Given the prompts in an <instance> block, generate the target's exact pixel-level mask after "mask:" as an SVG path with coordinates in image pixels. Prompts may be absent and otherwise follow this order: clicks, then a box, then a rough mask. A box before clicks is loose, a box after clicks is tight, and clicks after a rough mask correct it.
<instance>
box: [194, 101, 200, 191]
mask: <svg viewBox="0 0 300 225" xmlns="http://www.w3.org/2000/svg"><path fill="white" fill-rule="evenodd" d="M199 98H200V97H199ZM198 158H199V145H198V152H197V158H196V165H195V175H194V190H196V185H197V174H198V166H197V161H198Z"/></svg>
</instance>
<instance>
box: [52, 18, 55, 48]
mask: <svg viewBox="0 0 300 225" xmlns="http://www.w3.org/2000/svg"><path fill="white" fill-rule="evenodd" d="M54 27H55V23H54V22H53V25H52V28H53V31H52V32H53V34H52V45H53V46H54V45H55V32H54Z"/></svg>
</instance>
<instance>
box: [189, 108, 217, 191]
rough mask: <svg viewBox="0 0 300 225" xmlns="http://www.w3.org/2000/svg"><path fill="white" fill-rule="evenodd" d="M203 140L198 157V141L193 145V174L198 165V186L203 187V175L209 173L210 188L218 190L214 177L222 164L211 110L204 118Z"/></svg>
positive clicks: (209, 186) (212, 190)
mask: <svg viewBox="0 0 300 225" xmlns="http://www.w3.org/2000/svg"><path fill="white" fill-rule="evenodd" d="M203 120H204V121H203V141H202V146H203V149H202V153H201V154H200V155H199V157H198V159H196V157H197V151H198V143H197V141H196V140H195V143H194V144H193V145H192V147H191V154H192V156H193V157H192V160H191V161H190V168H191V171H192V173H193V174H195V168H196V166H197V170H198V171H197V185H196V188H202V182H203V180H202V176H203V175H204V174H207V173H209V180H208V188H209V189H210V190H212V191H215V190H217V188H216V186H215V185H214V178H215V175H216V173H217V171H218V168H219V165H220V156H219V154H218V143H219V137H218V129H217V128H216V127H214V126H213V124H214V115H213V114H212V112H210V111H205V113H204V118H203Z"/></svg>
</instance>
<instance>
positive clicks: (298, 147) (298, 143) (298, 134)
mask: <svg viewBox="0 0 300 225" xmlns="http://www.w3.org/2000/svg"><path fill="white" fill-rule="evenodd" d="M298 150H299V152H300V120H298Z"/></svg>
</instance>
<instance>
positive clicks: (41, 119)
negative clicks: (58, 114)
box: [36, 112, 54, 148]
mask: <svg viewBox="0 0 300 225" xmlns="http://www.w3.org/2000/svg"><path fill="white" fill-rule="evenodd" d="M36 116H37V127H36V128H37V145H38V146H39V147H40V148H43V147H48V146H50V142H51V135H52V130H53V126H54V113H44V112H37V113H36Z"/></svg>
****************
In every row above, swap each "rough mask" for "coarse mask" and leave everything else unchanged.

Given the prompts in an <instance> block, generate the target's exact pixel-level mask after "mask:" as an SVG path with coordinates in image pixels. Prompts may be absent and otherwise follow this order: clicks, then a box, then a coarse mask. A box before clicks is loose, a box after clicks is tight, and clicks after a coarse mask correct it.
<instance>
box: [194, 101, 200, 191]
mask: <svg viewBox="0 0 300 225" xmlns="http://www.w3.org/2000/svg"><path fill="white" fill-rule="evenodd" d="M199 98H200V97H199ZM198 158H199V145H198V152H197V158H196V165H195V175H194V190H196V185H197V174H198V166H197V161H198Z"/></svg>
</instance>
<instance>
box: [52, 18, 55, 48]
mask: <svg viewBox="0 0 300 225" xmlns="http://www.w3.org/2000/svg"><path fill="white" fill-rule="evenodd" d="M54 27H55V23H54V22H53V25H52V28H53V31H52V32H53V34H52V45H53V46H54V45H55V32H54Z"/></svg>
</instance>
<instance>
box: [189, 108, 217, 191]
coarse mask: <svg viewBox="0 0 300 225" xmlns="http://www.w3.org/2000/svg"><path fill="white" fill-rule="evenodd" d="M203 140L198 157V141L193 145V174L198 165V186L203 187V175L209 173L210 188L218 190L214 177L222 164L211 110L204 118Z"/></svg>
positive clicks: (209, 186) (212, 190)
mask: <svg viewBox="0 0 300 225" xmlns="http://www.w3.org/2000/svg"><path fill="white" fill-rule="evenodd" d="M203 120H204V121H203V141H202V146H203V149H202V153H201V154H200V155H199V157H198V159H196V157H197V151H198V143H197V141H196V140H195V143H194V144H193V145H192V147H191V154H192V156H193V157H192V160H191V161H190V168H191V171H192V173H193V174H195V168H196V166H197V170H198V171H197V185H196V188H202V182H203V180H202V176H203V175H204V174H207V173H209V180H208V188H209V189H210V190H212V191H215V190H217V188H216V186H215V185H214V178H215V175H216V173H217V171H218V168H219V165H220V156H219V154H218V143H219V137H218V129H217V128H216V127H214V126H213V124H214V115H213V114H212V112H210V111H205V113H204V118H203Z"/></svg>
</instance>
<instance>
positive clicks: (298, 147) (298, 143) (298, 134)
mask: <svg viewBox="0 0 300 225" xmlns="http://www.w3.org/2000/svg"><path fill="white" fill-rule="evenodd" d="M298 150H299V152H300V120H298Z"/></svg>
</instance>
<instance>
positive clicks: (41, 119)
negative clicks: (58, 114)
box: [36, 112, 54, 148]
mask: <svg viewBox="0 0 300 225" xmlns="http://www.w3.org/2000/svg"><path fill="white" fill-rule="evenodd" d="M36 116H37V127H36V128H37V145H38V146H39V147H40V148H43V147H48V146H50V142H51V135H52V130H53V126H54V113H44V112H37V113H36Z"/></svg>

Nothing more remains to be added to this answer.